───── Material supplied ─────

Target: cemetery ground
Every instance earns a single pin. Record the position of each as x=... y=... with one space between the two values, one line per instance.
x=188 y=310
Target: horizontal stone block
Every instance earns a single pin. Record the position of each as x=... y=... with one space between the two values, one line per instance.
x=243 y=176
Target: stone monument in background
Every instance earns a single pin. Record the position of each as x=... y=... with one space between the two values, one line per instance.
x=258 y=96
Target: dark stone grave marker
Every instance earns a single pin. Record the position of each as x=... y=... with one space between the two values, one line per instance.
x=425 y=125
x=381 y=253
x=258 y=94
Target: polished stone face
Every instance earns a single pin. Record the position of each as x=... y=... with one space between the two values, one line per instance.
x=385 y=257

─────

#### What the task asks:
Your task is to repeat the data exactly; please include every line.

#### Response below:
Target: cemetery ground
Every instance earns a single pin. Record the position of each as x=... y=... with one space between the two values, one line per instance.
x=188 y=310
Target: horizontal stone block
Every instance earns a single pin. Record the position of each as x=... y=... with one space between the two values, one line per instance.
x=243 y=176
Target: stone monument in background
Every instance earns a single pin. Record the position of each as x=... y=... with one space between the two values, one line per instance.
x=258 y=96
Target: dark stone grave marker
Every instance earns a single pin. Record the position of each as x=... y=... with one space between the two values, one line per instance.
x=425 y=125
x=381 y=253
x=258 y=94
Target: polished stone face
Every instance earns a single pin. Record the position of each as x=... y=... with one space between the two values, one line per instance.
x=385 y=257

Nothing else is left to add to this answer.